Principaux enseignements

  • Les compétences des entités fédérées, à commencer par les communes, permettent des réactions locales immédiates dès l’apparition de clusters. Puis lorsque la nécessité d’une réponse centralisée ou du moins coordonnée s’impose, c’est alors que le fédéralisme est mis à l’épreuve, l’efficacité des mesures dépendant soit d’une autorité dévolue au pouvoir fédéral, soit de la volonté et de la capacité de coordination entre les différents niveaux de pouvoir. Le pic de l’épidémie passé, la répartition des pouvoirs permet d’adopter des stratégies différenciées selon les territoires. Les régions sont autant de territoires d’expérimentation. Il y a à la fois dilution du risque en évitant les dégâts à l’échelle du pays tout entier en cas de mauvaises décisions, et responsabilisation des acteurs à tous les niveaux pour davantage d’efficacité. Mais la décentralisation peut avoir des revers : disparités de moyens entre collectivités territoriales, possibles carences de communication entre les différents échelons voire réaction insuffisante de certains, ou opportunisme politique et électoral de barons locaux. Face à une situation d’urgence, on constate le plus souvent une tendance à la centralisation, du moins temporairement.
  • La loi fédérale helvétique sur les épidémies, qui a constamment évolué au fil des crises pandémiques, résultat d’une négociation récurrente entre Confédération et cantons, ainsi que la capacité de concertation entre les différents niveaux de pouvoir à l’occasion de circonstances particulières, illustrent parfaitement la souplesse qu’offre le mode de gouvernance fédéraliste pour s’adapter continuellement aux circonstances et surtout pour trouver un compromis entre unité d’action et marge d’autonomie accordée aux collectivités territoriales. Car « compromis » est un maître-mot du fédéralisme.
  • En l’absence de pleins pouvoirs formellement dévolus à l’autorité fédérale, comme ce fut le cas en Suisse, la recherche d’un consensus national s’impose, à l’exemple de l’Allemagne. Le processus de concertation peut alors s’apparenter au mode de gouvernance « intergouvernemental » tant décrié à l’échelle européenne, à la différence près, essentielle, que la tradition fédéraliste s’avère plus efficace que la somme des égoïsmes nationaux. Il n’en demeure pas moins vrai que la pluralité des centres de pouvoir, coordonnés mais indépendants et qui se limitent mutuellement, rend difficiles la recherche d’équilibre et une répartition claire des compétences, d’autant plus qu’une législation ne peut jamais tout prévoir. Ainsi, le principal enseignement de cette crise, notamment à la lumière de ce qui s’est produit aux États-Unis, est que le fédéralisme n’est viable que si les différents niveaux de pouvoir constituent ensemble un tissu de confiance, de respect mutuel et d’assurance de soutien, chacun étant conscient du besoin de l’autre. Le fédéralisme n’est pas seulement un système institutionnel. C’est aussi un état d’esprit.

:: TÂCHES À RÉALISER ::
A) Traduisez en anglais la phrase suivante du texte d'étude : « Le fédéralisme n'est pas seulement un système institutionnel. »
B) Énumérez tous les revers de la décentralisation que mentionne le texte d'étude.
C) Quel terme le texte d'étude qualifie-t-il de maître-mot du fédéralisme ?

:: DONNÉES FOURNIES ::
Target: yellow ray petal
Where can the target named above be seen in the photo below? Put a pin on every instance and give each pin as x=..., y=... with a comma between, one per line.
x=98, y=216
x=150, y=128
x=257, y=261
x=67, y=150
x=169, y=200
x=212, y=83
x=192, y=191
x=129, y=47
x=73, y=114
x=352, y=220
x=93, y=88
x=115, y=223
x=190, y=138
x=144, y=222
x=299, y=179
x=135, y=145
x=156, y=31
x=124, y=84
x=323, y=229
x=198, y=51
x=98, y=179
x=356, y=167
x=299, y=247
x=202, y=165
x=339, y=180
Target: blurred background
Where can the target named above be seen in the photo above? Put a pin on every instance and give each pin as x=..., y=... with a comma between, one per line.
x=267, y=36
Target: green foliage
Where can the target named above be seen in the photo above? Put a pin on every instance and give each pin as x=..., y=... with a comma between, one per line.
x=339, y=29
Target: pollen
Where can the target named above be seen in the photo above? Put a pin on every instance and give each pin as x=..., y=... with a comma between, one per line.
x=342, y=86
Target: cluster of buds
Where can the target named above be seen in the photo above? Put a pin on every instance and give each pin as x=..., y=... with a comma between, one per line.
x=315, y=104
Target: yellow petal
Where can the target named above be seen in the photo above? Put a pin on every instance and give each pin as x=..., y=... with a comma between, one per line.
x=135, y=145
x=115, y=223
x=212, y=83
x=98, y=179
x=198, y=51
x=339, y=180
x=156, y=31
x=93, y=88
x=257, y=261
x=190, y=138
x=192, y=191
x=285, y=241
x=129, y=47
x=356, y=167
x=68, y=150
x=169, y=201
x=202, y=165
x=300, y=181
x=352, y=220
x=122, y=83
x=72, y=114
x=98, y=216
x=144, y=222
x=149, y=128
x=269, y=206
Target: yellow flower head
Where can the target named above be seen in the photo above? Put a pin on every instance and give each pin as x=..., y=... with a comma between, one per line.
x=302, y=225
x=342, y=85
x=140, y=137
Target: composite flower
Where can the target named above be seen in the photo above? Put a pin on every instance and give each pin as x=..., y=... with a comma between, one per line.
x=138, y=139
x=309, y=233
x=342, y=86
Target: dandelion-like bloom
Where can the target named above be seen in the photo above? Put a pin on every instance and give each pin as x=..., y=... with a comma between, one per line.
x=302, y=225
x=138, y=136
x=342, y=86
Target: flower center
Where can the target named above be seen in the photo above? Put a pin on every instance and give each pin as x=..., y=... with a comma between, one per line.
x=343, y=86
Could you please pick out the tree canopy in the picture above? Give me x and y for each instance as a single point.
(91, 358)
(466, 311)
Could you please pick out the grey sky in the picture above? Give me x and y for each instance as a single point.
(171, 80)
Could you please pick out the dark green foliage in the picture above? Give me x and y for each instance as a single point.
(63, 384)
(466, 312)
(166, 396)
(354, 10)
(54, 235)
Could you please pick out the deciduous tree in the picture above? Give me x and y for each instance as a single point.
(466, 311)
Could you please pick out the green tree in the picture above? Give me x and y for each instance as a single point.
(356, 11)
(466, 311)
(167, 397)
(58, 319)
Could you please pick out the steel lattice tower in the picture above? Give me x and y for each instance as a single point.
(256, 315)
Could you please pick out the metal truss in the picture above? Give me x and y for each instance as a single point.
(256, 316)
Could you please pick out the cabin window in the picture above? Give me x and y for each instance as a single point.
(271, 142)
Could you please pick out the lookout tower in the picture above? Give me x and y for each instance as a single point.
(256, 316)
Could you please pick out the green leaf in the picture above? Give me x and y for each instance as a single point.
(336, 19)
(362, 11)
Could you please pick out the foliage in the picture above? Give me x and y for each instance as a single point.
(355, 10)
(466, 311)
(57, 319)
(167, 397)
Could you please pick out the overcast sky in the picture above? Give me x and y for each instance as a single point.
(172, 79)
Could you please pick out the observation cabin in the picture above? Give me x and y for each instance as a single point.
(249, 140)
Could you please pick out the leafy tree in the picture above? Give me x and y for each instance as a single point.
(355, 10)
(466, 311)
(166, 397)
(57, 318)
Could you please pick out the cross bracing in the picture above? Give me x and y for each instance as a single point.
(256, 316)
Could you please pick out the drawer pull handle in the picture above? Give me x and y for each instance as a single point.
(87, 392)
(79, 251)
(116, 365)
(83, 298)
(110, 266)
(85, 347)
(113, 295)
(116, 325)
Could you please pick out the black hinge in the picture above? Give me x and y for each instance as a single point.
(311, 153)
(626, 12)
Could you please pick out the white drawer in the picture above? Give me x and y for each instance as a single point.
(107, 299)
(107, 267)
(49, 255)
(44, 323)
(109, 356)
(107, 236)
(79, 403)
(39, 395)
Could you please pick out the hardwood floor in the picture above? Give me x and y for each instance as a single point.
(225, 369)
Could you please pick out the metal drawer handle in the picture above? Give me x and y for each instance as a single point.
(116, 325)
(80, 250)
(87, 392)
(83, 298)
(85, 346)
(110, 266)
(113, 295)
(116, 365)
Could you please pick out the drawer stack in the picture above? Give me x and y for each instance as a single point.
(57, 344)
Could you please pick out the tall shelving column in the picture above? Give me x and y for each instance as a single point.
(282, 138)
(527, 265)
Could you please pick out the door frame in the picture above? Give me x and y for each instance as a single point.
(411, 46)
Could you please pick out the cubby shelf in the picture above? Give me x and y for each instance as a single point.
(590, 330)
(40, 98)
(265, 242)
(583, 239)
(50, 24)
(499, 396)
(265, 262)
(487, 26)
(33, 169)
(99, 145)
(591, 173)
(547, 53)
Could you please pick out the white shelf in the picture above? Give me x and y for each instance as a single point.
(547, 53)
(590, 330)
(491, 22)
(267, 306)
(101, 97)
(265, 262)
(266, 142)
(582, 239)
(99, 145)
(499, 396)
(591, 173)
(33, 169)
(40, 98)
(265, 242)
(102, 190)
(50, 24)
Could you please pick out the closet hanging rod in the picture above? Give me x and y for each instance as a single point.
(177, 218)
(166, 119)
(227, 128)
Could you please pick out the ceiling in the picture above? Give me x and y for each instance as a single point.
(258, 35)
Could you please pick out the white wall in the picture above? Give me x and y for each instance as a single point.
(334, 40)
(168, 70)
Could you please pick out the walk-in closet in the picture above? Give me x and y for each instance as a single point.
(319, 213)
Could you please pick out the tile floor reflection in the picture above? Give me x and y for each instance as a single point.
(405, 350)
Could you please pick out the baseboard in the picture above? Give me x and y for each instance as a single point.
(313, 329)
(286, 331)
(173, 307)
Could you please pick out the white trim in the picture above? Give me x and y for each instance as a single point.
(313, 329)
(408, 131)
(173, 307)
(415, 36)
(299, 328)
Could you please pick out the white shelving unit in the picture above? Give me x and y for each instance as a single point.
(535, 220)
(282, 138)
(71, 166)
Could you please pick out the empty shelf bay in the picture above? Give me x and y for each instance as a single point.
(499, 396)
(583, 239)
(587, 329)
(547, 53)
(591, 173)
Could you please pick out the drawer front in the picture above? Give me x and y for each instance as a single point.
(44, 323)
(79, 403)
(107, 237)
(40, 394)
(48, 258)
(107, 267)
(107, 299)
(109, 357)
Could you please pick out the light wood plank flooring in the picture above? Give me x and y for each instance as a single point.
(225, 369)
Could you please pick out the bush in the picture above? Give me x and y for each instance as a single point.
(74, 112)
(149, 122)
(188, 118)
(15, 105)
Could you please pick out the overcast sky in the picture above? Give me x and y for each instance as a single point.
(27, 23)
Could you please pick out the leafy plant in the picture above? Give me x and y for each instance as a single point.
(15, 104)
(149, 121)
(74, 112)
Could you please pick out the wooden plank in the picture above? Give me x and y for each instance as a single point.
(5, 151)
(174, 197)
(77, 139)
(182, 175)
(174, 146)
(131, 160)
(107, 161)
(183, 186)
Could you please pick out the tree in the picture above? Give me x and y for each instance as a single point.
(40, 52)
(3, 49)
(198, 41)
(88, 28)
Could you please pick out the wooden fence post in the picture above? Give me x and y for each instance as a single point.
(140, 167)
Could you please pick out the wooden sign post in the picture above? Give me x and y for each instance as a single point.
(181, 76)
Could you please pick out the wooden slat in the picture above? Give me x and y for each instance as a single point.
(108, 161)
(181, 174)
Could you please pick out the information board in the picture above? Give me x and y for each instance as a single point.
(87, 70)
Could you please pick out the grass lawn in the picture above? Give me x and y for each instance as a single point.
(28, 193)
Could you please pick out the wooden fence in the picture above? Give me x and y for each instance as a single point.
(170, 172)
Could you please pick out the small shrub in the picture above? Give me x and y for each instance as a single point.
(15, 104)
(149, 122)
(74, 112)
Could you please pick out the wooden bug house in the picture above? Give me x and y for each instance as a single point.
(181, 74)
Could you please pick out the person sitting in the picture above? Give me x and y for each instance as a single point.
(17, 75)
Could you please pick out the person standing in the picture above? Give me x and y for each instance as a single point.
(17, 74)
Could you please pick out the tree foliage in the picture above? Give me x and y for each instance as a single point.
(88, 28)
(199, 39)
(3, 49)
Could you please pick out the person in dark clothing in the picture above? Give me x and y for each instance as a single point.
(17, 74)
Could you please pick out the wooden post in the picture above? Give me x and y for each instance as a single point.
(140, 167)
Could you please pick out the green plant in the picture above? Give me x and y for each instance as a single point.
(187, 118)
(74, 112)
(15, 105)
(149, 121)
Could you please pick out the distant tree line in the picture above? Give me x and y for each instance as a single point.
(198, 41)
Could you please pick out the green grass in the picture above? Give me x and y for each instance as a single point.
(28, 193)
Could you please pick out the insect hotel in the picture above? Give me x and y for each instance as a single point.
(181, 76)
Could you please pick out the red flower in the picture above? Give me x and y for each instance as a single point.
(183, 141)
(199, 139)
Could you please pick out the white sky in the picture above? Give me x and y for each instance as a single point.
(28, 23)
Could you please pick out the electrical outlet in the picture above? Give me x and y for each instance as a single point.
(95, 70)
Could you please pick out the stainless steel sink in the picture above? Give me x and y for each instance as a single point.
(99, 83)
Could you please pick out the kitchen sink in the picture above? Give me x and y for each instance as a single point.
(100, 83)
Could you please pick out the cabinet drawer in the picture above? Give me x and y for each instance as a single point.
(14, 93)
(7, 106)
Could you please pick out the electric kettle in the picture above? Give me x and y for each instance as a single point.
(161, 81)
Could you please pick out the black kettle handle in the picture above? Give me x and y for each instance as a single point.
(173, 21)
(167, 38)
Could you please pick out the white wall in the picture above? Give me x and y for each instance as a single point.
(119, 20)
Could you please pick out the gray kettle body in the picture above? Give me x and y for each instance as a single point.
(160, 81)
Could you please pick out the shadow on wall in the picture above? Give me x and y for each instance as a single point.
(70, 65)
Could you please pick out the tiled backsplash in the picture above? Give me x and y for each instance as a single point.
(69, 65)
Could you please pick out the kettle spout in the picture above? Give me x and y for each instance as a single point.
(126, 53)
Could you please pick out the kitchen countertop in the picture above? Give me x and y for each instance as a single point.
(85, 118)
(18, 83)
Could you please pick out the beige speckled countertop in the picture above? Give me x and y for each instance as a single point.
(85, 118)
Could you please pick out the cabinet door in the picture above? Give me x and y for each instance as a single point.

:: LISTE DES RÉPONSES ::
A) Federalism is not only an institutional system.

B)
- Disparités de moyens entre collectivités territoriales
- Possibles carences de communication entre les différents échelons
- Réaction insuffisante de certains
- Opportunisme politique et électoral de barons locaux

C) Le terme « compromis ».